### Recorded data
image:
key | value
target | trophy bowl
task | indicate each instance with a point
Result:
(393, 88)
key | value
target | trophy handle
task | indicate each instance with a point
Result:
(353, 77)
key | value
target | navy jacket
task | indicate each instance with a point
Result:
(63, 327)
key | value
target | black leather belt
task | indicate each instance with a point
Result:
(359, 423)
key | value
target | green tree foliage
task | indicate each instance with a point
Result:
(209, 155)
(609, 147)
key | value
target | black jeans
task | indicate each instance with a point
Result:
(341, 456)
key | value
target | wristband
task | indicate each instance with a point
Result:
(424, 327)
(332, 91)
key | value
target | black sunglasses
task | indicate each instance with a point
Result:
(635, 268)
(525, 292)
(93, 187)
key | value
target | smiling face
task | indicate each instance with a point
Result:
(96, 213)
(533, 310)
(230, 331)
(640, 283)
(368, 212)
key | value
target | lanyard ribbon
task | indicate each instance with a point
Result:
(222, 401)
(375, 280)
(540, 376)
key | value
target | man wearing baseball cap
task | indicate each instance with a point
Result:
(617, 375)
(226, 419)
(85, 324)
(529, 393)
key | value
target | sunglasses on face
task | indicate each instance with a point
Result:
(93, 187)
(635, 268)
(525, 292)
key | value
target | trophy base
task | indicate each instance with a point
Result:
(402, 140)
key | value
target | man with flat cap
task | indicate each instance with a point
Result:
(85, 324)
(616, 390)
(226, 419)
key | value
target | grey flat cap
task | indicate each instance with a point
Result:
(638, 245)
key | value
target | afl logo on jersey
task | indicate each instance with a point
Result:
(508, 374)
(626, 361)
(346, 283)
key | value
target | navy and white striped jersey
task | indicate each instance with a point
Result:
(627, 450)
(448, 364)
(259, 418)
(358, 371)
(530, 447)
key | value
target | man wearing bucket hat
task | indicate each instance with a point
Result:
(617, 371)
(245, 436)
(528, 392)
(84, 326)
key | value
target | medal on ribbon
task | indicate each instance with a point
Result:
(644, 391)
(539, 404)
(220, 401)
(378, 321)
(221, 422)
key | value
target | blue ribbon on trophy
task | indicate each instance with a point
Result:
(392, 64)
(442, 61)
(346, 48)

### Exercise description
Find each line in the items above that contains the string "trophy" and copy those lines out.

### Worked solution
target | trophy bowl
target | trophy handle
target | trophy base
target | blue ribbon on trophy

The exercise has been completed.